Messagepar Pourquoipas » 01 mars 2006, 06:28

Bonjour à tous,

A titre informatif, et au cas où ça vous intéresserait, je vous donne ici toutes (sauf erreur) les occurrences de la racine beat- que j'ai trouvées dans l'Ethique : donc l'adjectif beatus, l'adverbe beate et la fameuse beatitudo. (Les non-latinistes s'y retrouveront facilement grâce aux références.)


Pars II

[Praefatio]
Transeo jam ad ea explicanda, quae ex Dei, sive Entis aeterni, et infiniti essentia necessario debuerunt sequi. Non quidem omnia ; infinita enim infinitis modis ex ipsa debere sequi prop. 16 part. 1 demonstravimus : sed ea solummodo, quae nos ad Mentis humanae, ejusque summae beatitudinis cognitionem, quasi manu, ducere possunt.

49 S (vers la fin)
[...] Haec ergo doctrina, praeterquam quòd animum omnimodè quietum reddit, hoc etiam habet, quòd nos docet, in quo nostra summa felicitas, sive beatitudo consistit, nempe in solâ Dei cognitione, ex quâ ad ea tantùm agenda inducimur, quae amor, et pietas suadent. [...]

Pars IV

21
Nemo potest cupere beatum esse, bene agere, et bene vivere, qui simul non cupiat, esse, agere, et vivere, hoc est, actu existere.

21 Dm
Hujus Propositionis Demonstratio, seu potiùs res ipsa per se patet, et etiam ex Cupiditatis definitione. Est enim Cupiditas (per 1. Aff. Def.) beatè, seu bene vivendi, agendi, etc. ipsa hominis essentia, hoc est (per Prop. 7 P. III), conatus, quo unusquisque suum esse conservare conatur. Ergo nemo potest cupere, etc. Q.E.D.

54 S
[...] Et reverâ, qui hisce affectibus sunt obnoxii, multò faciliùs, quàm alii, duci possunt, ut tandem ex ductu rationis vivant, hoc est, ut liberi sint, et beatorum vitâ fruantur.

Appendix – Caput IV
In vitâ itaque apprimè utile est, intellectum, seu rationem, quantùm possumus, perficere, et in hoc uno summa hominis felicitas, seu beatitudo consistit ; quippe beatitudo nihil aliud est, quàm ipsa animi acquiescentia, quae ex Dei intuitivâ cognitione oritur : at intellectum perficere nihil etiam aliud est, quàm Deum, Deique attributa, et actiones, quae ex ipsius naturae necessitate consequuntur, intelligere. [...]

Pars V

Praefatio (tout début et toute fin)

* [CONTENU DES DONNÉES]
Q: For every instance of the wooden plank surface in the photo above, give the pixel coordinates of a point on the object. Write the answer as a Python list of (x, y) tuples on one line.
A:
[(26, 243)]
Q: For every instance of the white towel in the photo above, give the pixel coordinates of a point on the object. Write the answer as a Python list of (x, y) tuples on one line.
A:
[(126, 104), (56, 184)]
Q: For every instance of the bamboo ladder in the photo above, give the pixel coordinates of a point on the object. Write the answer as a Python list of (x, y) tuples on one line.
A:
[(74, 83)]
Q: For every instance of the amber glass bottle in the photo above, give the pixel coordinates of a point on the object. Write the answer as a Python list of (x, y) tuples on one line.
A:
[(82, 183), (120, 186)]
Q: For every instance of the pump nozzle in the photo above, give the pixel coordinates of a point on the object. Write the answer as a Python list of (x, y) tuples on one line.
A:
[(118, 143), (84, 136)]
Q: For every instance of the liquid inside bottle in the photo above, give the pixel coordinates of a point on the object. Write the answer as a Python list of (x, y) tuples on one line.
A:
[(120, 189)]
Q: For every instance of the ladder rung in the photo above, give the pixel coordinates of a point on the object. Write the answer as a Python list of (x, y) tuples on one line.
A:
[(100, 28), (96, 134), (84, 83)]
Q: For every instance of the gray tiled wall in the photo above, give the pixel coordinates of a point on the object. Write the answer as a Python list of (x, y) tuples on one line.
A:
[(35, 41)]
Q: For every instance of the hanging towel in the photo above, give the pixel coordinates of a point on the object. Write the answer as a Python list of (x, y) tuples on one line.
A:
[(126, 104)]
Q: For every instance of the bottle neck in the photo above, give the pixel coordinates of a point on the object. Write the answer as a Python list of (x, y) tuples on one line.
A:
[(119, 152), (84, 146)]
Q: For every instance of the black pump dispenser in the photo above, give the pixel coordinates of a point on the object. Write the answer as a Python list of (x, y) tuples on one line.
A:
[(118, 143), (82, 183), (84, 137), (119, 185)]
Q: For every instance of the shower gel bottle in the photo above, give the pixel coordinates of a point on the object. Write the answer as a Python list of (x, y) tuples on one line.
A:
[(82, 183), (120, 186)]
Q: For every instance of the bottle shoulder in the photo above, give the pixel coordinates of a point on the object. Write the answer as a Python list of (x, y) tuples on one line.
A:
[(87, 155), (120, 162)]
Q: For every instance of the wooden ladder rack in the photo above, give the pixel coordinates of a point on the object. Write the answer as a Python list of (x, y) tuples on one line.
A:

* [À FAIRE] Selon l'extrait fourni, quelles formes de la racine beat- le message recense-t-il dans l'Éthique ?

* [RÉSULTAT] L'adjectif beatus, l'adverbe beate et la beatitudo.